- **EXERCISE OBJECTIVE**
In full and without change, retype the records.

- **PROVIDED ENTRIES**
*** Block opens ***

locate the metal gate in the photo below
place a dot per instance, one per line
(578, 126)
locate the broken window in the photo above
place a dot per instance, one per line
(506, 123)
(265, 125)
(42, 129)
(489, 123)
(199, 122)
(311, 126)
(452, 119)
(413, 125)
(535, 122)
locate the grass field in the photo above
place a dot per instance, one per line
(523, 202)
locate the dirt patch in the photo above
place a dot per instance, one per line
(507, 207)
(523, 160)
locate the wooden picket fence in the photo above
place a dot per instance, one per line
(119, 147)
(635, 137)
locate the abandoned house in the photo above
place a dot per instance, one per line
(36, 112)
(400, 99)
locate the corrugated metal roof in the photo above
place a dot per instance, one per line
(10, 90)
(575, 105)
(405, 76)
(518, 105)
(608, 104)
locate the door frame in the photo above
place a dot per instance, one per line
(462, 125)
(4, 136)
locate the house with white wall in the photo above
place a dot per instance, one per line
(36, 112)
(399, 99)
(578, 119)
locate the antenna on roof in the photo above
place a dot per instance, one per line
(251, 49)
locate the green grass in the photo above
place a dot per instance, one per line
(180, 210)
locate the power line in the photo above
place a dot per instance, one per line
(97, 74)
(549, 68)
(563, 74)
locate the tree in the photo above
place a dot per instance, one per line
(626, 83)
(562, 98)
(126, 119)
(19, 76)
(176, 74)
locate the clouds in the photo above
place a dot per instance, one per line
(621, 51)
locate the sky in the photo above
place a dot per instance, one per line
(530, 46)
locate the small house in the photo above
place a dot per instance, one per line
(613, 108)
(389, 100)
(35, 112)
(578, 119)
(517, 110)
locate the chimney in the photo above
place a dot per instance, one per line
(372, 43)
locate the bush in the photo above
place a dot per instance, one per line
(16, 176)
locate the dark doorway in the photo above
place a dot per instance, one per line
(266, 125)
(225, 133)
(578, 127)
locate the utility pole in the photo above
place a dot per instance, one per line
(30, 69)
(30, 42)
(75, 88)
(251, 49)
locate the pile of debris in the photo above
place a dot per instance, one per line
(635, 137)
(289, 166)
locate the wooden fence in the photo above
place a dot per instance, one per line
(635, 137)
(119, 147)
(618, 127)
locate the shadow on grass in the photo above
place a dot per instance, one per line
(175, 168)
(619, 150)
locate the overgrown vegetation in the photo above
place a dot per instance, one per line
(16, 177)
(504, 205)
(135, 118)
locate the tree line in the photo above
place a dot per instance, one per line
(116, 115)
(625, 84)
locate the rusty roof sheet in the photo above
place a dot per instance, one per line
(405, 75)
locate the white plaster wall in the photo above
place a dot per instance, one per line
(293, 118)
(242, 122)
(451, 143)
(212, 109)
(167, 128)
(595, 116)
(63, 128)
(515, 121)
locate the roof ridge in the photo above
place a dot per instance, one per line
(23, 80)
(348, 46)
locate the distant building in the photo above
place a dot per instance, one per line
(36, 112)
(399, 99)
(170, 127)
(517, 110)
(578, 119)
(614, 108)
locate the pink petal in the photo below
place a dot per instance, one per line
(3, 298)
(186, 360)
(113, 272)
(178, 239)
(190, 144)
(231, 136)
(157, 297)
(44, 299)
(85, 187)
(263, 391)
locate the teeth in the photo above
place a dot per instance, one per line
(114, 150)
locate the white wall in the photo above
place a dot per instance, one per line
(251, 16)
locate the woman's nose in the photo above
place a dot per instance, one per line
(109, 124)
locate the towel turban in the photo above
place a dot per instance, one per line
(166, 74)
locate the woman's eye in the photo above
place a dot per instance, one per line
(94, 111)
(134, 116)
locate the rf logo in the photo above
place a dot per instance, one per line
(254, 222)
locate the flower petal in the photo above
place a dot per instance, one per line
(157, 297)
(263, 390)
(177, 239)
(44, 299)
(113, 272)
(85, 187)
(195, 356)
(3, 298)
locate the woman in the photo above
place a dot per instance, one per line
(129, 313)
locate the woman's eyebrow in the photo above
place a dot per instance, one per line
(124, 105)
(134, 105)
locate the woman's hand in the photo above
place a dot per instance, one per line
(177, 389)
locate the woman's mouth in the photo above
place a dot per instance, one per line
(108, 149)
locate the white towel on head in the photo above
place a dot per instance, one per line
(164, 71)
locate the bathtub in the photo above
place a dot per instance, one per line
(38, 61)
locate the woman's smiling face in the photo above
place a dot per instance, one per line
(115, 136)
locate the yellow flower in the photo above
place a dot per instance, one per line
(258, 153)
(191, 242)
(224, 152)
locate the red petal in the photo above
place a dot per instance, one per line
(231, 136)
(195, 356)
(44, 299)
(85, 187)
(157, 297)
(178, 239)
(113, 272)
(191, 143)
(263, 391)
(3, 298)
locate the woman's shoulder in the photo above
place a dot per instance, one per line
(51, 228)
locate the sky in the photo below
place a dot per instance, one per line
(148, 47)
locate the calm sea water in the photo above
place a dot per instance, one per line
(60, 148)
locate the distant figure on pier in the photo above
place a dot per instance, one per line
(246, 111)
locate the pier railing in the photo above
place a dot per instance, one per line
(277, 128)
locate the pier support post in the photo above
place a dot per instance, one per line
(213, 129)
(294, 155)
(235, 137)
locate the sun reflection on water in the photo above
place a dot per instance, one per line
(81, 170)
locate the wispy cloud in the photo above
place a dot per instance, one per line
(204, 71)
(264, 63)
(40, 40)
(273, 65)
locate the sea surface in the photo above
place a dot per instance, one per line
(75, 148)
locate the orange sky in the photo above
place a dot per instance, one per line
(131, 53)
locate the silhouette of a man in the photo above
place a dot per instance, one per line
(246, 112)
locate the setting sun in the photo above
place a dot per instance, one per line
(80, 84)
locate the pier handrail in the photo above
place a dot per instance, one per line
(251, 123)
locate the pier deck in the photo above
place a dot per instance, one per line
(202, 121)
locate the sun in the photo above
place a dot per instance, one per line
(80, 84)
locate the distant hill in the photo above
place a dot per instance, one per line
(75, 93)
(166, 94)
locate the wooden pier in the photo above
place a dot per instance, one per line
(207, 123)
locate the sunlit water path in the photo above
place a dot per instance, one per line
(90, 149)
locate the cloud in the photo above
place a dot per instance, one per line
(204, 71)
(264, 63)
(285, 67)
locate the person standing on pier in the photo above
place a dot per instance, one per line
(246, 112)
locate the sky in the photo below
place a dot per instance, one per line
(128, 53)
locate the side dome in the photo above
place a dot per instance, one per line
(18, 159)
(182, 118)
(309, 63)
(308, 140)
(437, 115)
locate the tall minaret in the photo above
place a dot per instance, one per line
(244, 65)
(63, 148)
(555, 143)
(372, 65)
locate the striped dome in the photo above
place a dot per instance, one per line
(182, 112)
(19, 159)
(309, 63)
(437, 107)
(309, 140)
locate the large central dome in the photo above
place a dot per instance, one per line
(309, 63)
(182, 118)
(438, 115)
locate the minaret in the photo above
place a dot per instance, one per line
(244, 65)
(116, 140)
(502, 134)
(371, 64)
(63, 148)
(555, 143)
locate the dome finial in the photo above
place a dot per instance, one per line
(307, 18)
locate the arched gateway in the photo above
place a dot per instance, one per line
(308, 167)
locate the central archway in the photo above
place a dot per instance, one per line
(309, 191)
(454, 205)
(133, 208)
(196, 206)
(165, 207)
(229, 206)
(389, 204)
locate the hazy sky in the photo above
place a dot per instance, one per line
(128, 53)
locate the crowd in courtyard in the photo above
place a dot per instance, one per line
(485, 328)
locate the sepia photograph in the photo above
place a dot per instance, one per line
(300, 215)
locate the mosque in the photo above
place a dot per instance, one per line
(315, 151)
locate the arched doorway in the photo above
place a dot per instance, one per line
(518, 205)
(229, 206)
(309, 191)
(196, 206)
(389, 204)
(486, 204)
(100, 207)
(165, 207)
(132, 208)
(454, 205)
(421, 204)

*** Block closes ***

- **TASK ANSWER**
locate the metal gate in the photo below
place a dot per instance, one per line
(578, 126)
locate the broken window in the photo above
place a dot per instance, one per line
(506, 123)
(265, 125)
(42, 129)
(489, 123)
(199, 122)
(311, 126)
(452, 119)
(413, 125)
(535, 122)
locate the grass field in the photo above
place a dot per instance, one per line
(523, 202)
locate the dirt patch in the photo above
place a dot per instance, one per line
(507, 207)
(523, 160)
locate the wooden picket fence in the photo above
place a dot per instance, one per line
(119, 147)
(635, 137)
locate the abandoned house in the photo above
place a dot per instance, one per line
(36, 112)
(400, 99)
locate the corrugated metal roof in the photo above
place a dot per instance, one per line
(10, 90)
(575, 105)
(405, 76)
(518, 105)
(608, 104)
locate the door frame in the photo above
place a dot per instance, one per line
(462, 125)
(4, 136)
locate the house with white wall in the photo above
place a dot per instance, one per line
(36, 112)
(399, 99)
(578, 119)
locate the antenna on roof in the photo above
place a dot per instance, one per line
(251, 49)
locate the green grass in the photo above
place a dot per instance, one per line
(180, 210)
locate the power line in the photo above
place a dot per instance, one per line
(97, 74)
(549, 68)
(563, 74)
locate the tree in the photo above
place a dot per instance, one per line
(626, 83)
(562, 98)
(126, 119)
(19, 76)
(176, 74)
locate the clouds in the photo above
place a dot per instance, one per line
(621, 51)
locate the sky in the photo above
place a dot per instance, one per line
(530, 46)
locate the small house in the photo above
place a dot per instance, one per line
(613, 108)
(389, 100)
(35, 112)
(578, 119)
(517, 110)
locate the chimney in the photo above
place a dot per instance, one per line
(372, 43)
locate the bush in the photo above
place a dot per instance, one per line
(16, 176)
locate the dark doorway in the photo above
place a dot per instance, one per line
(266, 125)
(225, 133)
(578, 127)
locate the utility pole in the photo above
place a dot per instance, one per line
(30, 69)
(30, 42)
(75, 88)
(251, 49)
locate the pile of debris in the photo above
place a dot per instance, one per line
(635, 137)
(289, 166)
locate the wooden fence in the photo above
place a dot per instance, one per line
(635, 137)
(119, 147)
(618, 127)
locate the shadow on grass in the photo above
place a dot per instance, one per line
(175, 168)
(619, 150)
locate the overgrown vegetation in the photo above
place a dot per instance, one per line
(16, 177)
(504, 205)
(135, 118)
locate the tree line in the photo above
place a dot per instance, one per line
(116, 115)
(625, 84)
locate the rusty roof sheet in the photo above
place a dot per instance, one per line
(405, 75)
locate the white plaster wall in the photo above
place a dot per instance, one per line
(293, 118)
(242, 122)
(451, 143)
(212, 109)
(167, 128)
(595, 116)
(63, 128)
(515, 121)
locate the roof ridge in the photo above
place a dot per instance, one per line
(23, 80)
(348, 46)
locate the distant building in the photo above
place a dot per instance, one per line
(36, 112)
(399, 99)
(170, 127)
(517, 110)
(578, 119)
(614, 108)
locate the pink petal in the photo below
place a dot per instance, one per line
(3, 298)
(186, 360)
(113, 272)
(178, 239)
(190, 144)
(231, 136)
(157, 297)
(44, 299)
(85, 187)
(263, 391)
locate the teeth in the photo above
place a dot per instance, one per line
(114, 150)
locate the white wall in the photo above
place a dot per instance, one per line
(251, 16)
locate the woman's nose in the photo above
place a dot per instance, one per line
(109, 124)
locate the towel turban in the photo above
place a dot per instance, one per line
(166, 74)
locate the woman's eye in the photo above
place a dot per instance, one per line
(94, 111)
(134, 116)
locate the rf logo in the photo above
place a dot per instance, one per line
(254, 222)
locate the flower petal in the photo above
place a dot per instance, one per line
(157, 297)
(263, 390)
(177, 239)
(44, 299)
(113, 272)
(85, 187)
(195, 356)
(3, 298)
locate the woman in the photo above
place a dot per instance, one per line
(129, 313)
locate the woman's eyebrow in the photo above
place a dot per instance, one per line
(124, 105)
(134, 105)
locate the woman's hand in the photo above
place a dot per instance, one per line
(177, 389)
locate the woman's mouth in the photo above
place a dot per instance, one per line
(108, 149)
locate the white towel on head in the photo above
place a dot per instance, one per line
(164, 71)
locate the bathtub in the photo above
place a dot per instance, one per line
(38, 61)
locate the woman's smiling face in the photo above
place a dot per instance, one per line
(115, 136)
locate the yellow flower in the photo above
place a dot per instance, one per line
(258, 153)
(191, 242)
(224, 152)
locate the red petal in the photo above
place a dot per instance, one per line
(231, 136)
(195, 356)
(44, 299)
(85, 187)
(157, 297)
(178, 239)
(113, 272)
(191, 143)
(263, 391)
(3, 298)
locate the woman's shoulder in the photo above
place a dot per instance, one per line
(51, 228)
locate the sky in the photo below
place a dot per instance, one per line
(148, 47)
locate the calm sea water in the photo above
place a dot per instance, one per line
(60, 148)
locate the distant figure on pier in the photo above
place a dot per instance, one per line
(246, 111)
locate the pier railing in the photo above
place a dot per instance, one per line
(277, 128)
locate the pier support post in the photo above
place a dot per instance, one per line
(213, 129)
(294, 155)
(235, 137)
locate the sun reflection on water in the photo above
place a dot per instance, one per line
(81, 170)
locate the wispy cloud in the photo above
place a dot per instance, one per line
(204, 71)
(264, 63)
(40, 40)
(273, 65)
locate the sea surface in the photo above
place a dot per instance, one per line
(75, 148)
locate the orange sky in the photo above
place a dot per instance, one per line
(131, 53)
locate the silhouette of a man in the photo above
place a dot per instance, one per line
(246, 112)
locate the setting sun in the photo above
place a dot per instance, one per line
(80, 84)
locate the pier handrail in the photo above
place a dot per instance, one per line
(251, 123)
locate the pier deck in the photo above
place a dot per instance, one per line
(202, 121)
locate the sun in the photo above
place a dot per instance, one per line
(80, 84)
locate the distant hill in the photo above
place a dot per instance, one per line
(75, 93)
(166, 94)
locate the wooden pier in the photo above
place a dot per instance, one per line
(207, 123)
locate the sunlit water path in the photo above
place a dot per instance, one per line
(90, 149)
locate the cloud in the photo above
place a dot per instance, one per line
(204, 71)
(264, 63)
(285, 67)
locate the person standing on pier in the photo above
place a dot per instance, one per line
(246, 112)
locate the sky in the photo below
place a dot per instance, one per line
(128, 53)
locate the side dome in the photo above
place a dot per instance, one per line
(18, 159)
(182, 118)
(309, 63)
(308, 140)
(437, 115)
locate the tall minaret in the photo above
place a dot per instance, one per line
(244, 65)
(63, 148)
(555, 143)
(372, 65)
locate the striped dome in the photo above
place a dot per instance, one per line
(182, 112)
(19, 159)
(309, 63)
(437, 107)
(309, 140)
locate the large central dome in the photo above
place a dot per instance, one per line
(309, 63)
(182, 118)
(438, 115)
locate the minaret in the photo above
place a dot per instance, one per line
(244, 65)
(116, 140)
(502, 134)
(371, 64)
(63, 148)
(555, 143)
locate the dome finial in the photo above
place a dot per instance, one per line
(307, 18)
locate the arched gateway in the photo above
place a dot per instance, one per line
(308, 167)
locate the central archway in the photo above
place a dot per instance, one per line
(309, 191)
(454, 205)
(133, 208)
(196, 206)
(165, 207)
(229, 206)
(389, 204)
locate the hazy sky in the photo above
place a dot per instance, one per line
(128, 53)
locate the crowd in courtyard in the photo above
place a dot per instance, one per line
(485, 328)
locate the sepia photograph in the photo above
place a dot per instance, one per line
(300, 215)
locate the mosque in the photo above
place a dot per instance, one per line
(315, 151)
locate the arched doorway in the photo above
place a dot per instance, one per line
(518, 205)
(229, 206)
(309, 191)
(196, 206)
(389, 204)
(486, 204)
(100, 207)
(165, 207)
(132, 208)
(454, 205)
(421, 204)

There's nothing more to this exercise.